[Start of Attachment]
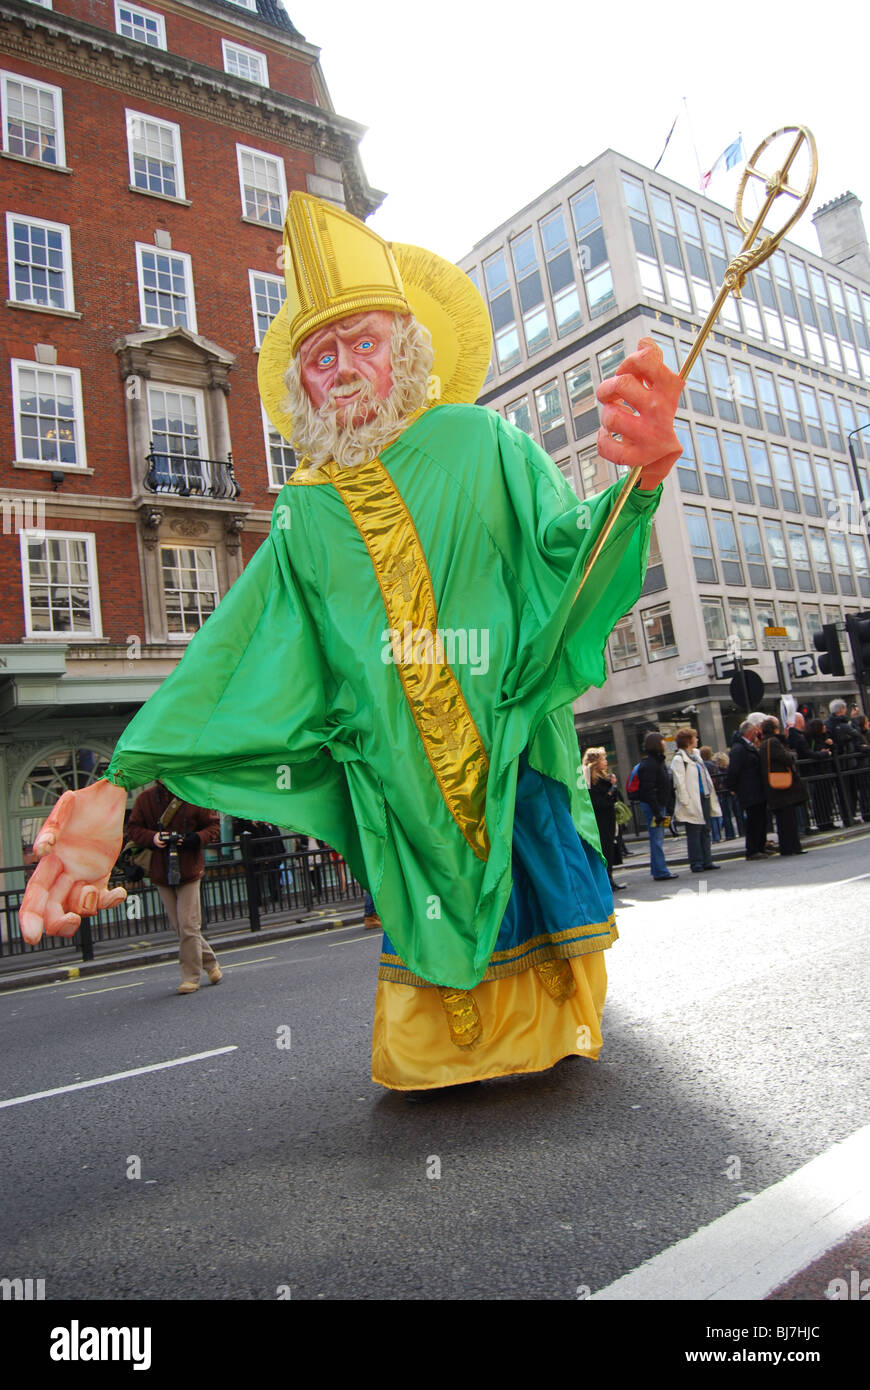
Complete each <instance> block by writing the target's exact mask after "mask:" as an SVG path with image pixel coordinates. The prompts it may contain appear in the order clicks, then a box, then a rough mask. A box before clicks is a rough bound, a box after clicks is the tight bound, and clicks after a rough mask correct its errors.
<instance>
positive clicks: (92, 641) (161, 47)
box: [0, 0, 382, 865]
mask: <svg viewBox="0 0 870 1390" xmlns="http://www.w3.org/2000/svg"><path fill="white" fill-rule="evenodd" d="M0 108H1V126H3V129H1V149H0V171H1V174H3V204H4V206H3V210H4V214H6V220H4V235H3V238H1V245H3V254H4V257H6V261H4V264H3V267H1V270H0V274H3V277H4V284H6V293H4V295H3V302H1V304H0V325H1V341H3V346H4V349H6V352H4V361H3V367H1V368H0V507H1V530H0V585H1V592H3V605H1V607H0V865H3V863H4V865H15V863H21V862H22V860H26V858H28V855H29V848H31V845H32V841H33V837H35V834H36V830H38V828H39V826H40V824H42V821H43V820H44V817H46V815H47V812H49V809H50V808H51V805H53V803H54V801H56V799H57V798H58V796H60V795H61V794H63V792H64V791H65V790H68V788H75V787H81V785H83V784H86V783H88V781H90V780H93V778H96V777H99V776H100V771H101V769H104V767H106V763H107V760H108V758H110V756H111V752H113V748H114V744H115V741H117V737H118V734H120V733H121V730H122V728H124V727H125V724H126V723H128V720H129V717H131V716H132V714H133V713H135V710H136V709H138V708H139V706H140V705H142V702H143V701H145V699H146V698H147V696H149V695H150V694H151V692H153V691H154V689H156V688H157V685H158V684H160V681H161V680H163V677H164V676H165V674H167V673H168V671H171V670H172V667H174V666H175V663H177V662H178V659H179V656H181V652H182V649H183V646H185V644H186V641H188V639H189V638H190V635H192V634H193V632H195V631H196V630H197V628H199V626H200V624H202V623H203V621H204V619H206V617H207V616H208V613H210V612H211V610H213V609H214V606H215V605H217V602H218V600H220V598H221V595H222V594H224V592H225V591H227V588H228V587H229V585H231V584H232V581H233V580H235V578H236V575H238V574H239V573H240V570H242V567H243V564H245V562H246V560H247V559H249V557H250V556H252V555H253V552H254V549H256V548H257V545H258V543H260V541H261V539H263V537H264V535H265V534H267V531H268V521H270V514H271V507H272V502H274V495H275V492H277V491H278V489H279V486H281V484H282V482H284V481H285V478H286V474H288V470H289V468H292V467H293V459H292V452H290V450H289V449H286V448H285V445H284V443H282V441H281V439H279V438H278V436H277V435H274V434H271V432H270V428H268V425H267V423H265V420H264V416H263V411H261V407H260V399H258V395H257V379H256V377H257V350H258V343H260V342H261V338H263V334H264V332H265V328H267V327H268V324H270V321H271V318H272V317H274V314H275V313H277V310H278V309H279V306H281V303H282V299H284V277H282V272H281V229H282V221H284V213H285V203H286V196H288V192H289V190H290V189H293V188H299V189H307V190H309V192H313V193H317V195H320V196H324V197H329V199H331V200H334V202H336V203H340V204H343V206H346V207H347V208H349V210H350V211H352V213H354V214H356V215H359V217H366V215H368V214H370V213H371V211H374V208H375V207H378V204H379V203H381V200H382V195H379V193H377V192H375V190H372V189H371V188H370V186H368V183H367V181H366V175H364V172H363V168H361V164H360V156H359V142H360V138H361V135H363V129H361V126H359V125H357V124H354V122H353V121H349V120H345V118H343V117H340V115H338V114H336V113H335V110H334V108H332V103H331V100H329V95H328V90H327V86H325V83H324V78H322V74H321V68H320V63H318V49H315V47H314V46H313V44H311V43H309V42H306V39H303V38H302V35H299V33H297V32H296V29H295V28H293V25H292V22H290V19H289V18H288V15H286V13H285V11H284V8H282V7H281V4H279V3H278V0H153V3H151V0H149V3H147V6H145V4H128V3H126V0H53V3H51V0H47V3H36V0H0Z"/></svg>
[End of Attachment]
● **TASK TO COMPLETE**
Retype every entry verbatim and exclude the pictures from the copy.

● **YOUR SOLUTION**
Complete each <instance> block by writing the target's exact mask after "mask:" as an SVG path with image pixel coordinates. The prompts it may contain appear in the order clicks, then a box, then a rough mask. A box before clicks is a rough bound, a box after clicks is the tight bound, and clicks after a rough mask correct its errors.
<instance>
positive clicks: (92, 641) (161, 47)
box: [0, 0, 382, 865]
mask: <svg viewBox="0 0 870 1390" xmlns="http://www.w3.org/2000/svg"><path fill="white" fill-rule="evenodd" d="M0 108H1V126H3V129H1V149H0V171H1V174H3V204H4V206H3V210H4V214H6V220H4V235H3V238H1V245H3V254H4V257H6V261H4V264H3V267H1V270H0V274H3V277H4V284H6V293H4V295H3V302H1V304H0V325H1V341H3V346H4V349H6V352H4V361H3V367H1V368H0V507H1V530H0V585H1V592H3V605H1V607H0V865H3V863H4V865H15V863H21V862H22V860H26V858H28V855H29V848H31V845H32V841H33V837H35V834H36V830H38V828H39V826H40V824H42V821H43V820H44V817H46V815H47V812H49V809H50V808H51V805H53V803H54V801H56V799H57V798H58V796H60V795H61V794H63V792H64V791H65V790H68V788H75V787H81V785H83V784H86V783H88V781H90V780H93V778H96V777H99V776H100V771H101V769H104V767H106V763H107V760H108V758H110V756H111V752H113V748H114V744H115V741H117V737H118V734H120V733H121V730H122V728H124V727H125V724H126V723H128V720H129V717H131V716H132V714H133V713H135V710H136V709H138V708H139V706H140V705H142V702H143V701H145V699H146V698H147V696H149V695H150V694H151V692H153V691H154V689H156V688H157V685H158V684H160V681H161V680H163V677H164V676H165V674H167V673H168V671H171V670H172V667H174V666H175V663H177V662H178V659H179V656H181V652H182V649H183V646H185V644H186V641H188V639H189V638H190V635H192V634H193V632H195V631H196V630H197V628H199V626H200V624H202V623H203V621H204V619H206V617H207V616H208V613H210V612H211V610H213V609H214V606H215V605H217V602H218V600H220V598H221V595H222V594H224V592H225V591H227V588H228V587H229V585H231V584H232V581H233V580H235V578H236V575H238V574H239V573H240V570H242V567H243V564H245V562H246V560H247V559H249V557H250V556H252V555H253V552H254V549H256V548H257V545H258V543H260V541H261V539H263V537H264V535H265V534H267V531H268V521H270V514H271V507H272V502H274V495H275V492H277V491H278V489H279V486H281V484H282V482H284V481H285V478H286V474H288V470H289V468H292V467H293V459H292V452H290V450H289V449H286V448H285V445H284V443H282V441H281V439H279V438H278V436H277V435H274V434H271V432H270V428H268V425H267V423H265V420H264V416H263V411H261V407H260V399H258V395H257V379H256V377H257V350H258V343H260V342H261V338H263V334H264V332H265V328H267V327H268V324H270V321H271V318H272V317H274V314H275V313H277V310H278V309H279V306H281V303H282V299H284V277H282V272H281V229H282V221H284V213H285V203H286V196H288V192H289V190H290V189H293V188H299V189H307V190H309V192H313V193H317V195H320V196H324V197H329V199H331V200H334V202H336V203H340V204H343V206H346V207H347V208H349V210H350V211H352V213H354V214H356V215H359V217H366V215H368V214H370V213H371V211H374V208H375V207H378V204H379V203H381V200H382V195H379V193H377V192H375V190H372V189H371V188H370V186H368V183H367V181H366V175H364V172H363V168H361V164H360V156H359V142H360V138H361V135H363V129H361V126H359V125H357V124H354V122H353V121H349V120H345V118H343V117H340V115H338V114H336V113H335V110H334V108H332V103H331V100H329V95H328V90H327V86H325V83H324V78H322V74H321V68H320V63H318V49H315V47H314V46H313V44H311V43H309V42H306V39H303V38H302V35H299V33H297V32H296V29H295V28H293V25H292V22H290V19H289V18H288V15H286V13H285V11H284V8H282V7H281V4H279V3H278V0H153V3H151V0H149V3H147V6H145V4H128V3H126V0H53V3H51V0H47V3H36V0H0Z"/></svg>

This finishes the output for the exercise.